### [Tasks to complete]
**a)** In the PV array sizing article, what inverter efficiency is assumed in the 0.72 efficiency factor?
**b)** Continue the article on sizing a PV array for kWh from its last sentence.

### [Document extract]
+++
# PV Array Sizing for kWh

Beginner

The first step in going solar is not sizing the PV system, but reducing your electricity usage through conservation and efficiency measures.

While your budget may dictate how big your PV array will be, you likely have a kWh production goal that you’d like to meet. Most folks want to have a grid-tied PV system designed to offset most or all of their annual electricity usage.

The first step in going solar is not sizing the PV system, but reducing your electricity usage through conservation and efficiency measures. Once these measures have been implemented, you’re ready to size a PV system to offset the remaining energy usage. To determine the PV array size needed, you’ll need to know the average daily peak sun-hours for your location. Once you’ve determined your annual kWh production goal and the peak sun-hour value, use an overall system efficiency factor to calculate the required PV array size.

Let’s say we have a home near Eagle, Colorado. After implementing energy-efficiency strategies, this home consumes an average of 300 kWh per month. However, we would also like to use an electric car, which will use an estimated 250 kWh per month for charging. Now we have a total annual energy consumption estimate of 6,600 kWh per year. Using solar data for Eagle, supplied by the National Renewable Energy Laboratory (bit.ly/SolarData), you’ll find the average peak sun-hours per day for a south-facing array, mounted with tilt equal to latitude (in this case, 40°) is 5.5. Let’s use an overall average system efficiency factor of 72% (see below).

To calculate the array size needed to meet our predicted annual energy consumption, divide the annual kWh consumption by 365. This gives an average daily consumption in kWh. Divide this amount by average daily peak sun-hours to get the approximate array size in kW. That value is then divided by the system’s efficiency factor:

6,600 kWh/yr. ÷ 365 days/yr. = 18.1 kWh/day

18.1 kWh/day ÷ 5.5 sun-hours/day = 3.3 kW

3.3 kW ÷ 0.72 efficiency factor = 4.6 kW array

To offset 100% of the home’s (and EV’s) electricity consumption over the course of a year, a 4.6 kW system is needed.

The 0.72 efficiency factor is based on the following assumptions: average solar access of 95% (shading derate factor); modules with a positive-only production tolerance; inverter efficiency of 96%; module temperature derate factor of 0.88; DC and AC wiring derate of 0.98 and 0.99; module soiling derate = 0.95; module mismatch derate = 0.98; system availability derate = 0.99:

0.95 × 0.96 × 0.88 × 0.98 × 0.99 × 0.95 × 0.98 × 0.99 = 0.72

Hi Justine,
I agree with Calvert: this is wonderfully written. Plain, simple, yet informative, and down to the facts. There's even an example! Homepower is really lucky to have you.

Would you mind if I ask just one more question? How does one calculate the "average solar access (shading derate factor)"? Neither PVWatts nor SAM applications have this ability, and they recommend using Solar Pathfinder hardware tool for calculating shading derate factor. Would you recommend some other way? Can shading derate factor be calculated with some regular insolation analysis application, by calculating Sky view factor?
+++
### [Data records]
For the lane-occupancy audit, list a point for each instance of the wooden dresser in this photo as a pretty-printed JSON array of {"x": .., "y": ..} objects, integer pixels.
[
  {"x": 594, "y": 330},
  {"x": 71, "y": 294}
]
+++
### [Answers to the problems]
**a)** 96%

**b)**
Hi Justine,

Thank you for the quick reply.
I must say I tried to follow the University of Oregon paper instructions and got a bit lost.
Furthermore the paper also uses Solar Pathfinder hardware tool for determination of horizon.

I was wondering is some other solution, like this one could be used:
http://postimg.org/image/ql9fye4xp
It's an annual Shading mask preview of a particular point (TP in upper image) surrounded by buildings. Basically the software calculates the annual preview of the portion of the sky dome that is masked by surrounding objects and its percentage , and its percentage (that's the black part). It also calculates the percentage of the visible sky dome (non masked part of the sky dome)

visible sky dome equals 72 % -> annual shading derate factor = 0.72
Do you think this method is valid for calculating annual shading derate factor?

Hello Dustin. I recommend spending some time trying to find a Solar Pathfinder to borrow. They're not uncommon. For example, I know of three in the area I live in (around Humboldt Bay, CA). Call local energy related nonprofits, then give a call to local solar installers to see if they know of any available.

Hi Michael,
Thank you for the help.
Sadly I do not reside in USA, so borrowing a Solar Pathfinder is not an option.
Also I am really interested in doing this by hand or some application.

Hi Dustin, I am not familiar with that particular software, also looks like it is accounting for objects on all sides, rather than just to the southern portion of the proposed area. I did however find another resource, that is a little easier to read and describes step-by-step on how to determine your shading…check it out, but you will see it is a labor intensive process…so if you can find a Solar Pathfinder to borrow, that would be the easiest. http://www.thesolarplanner.com/array_placement3.html Best, Justine Home Power Magazine

Once again, thank you Justine.
The part on assigning particular shading percentage to squares in the solar window is a bit confusing, but I guess that's the question for the author of the article. Will try to contact him.
Thank you once again for the help.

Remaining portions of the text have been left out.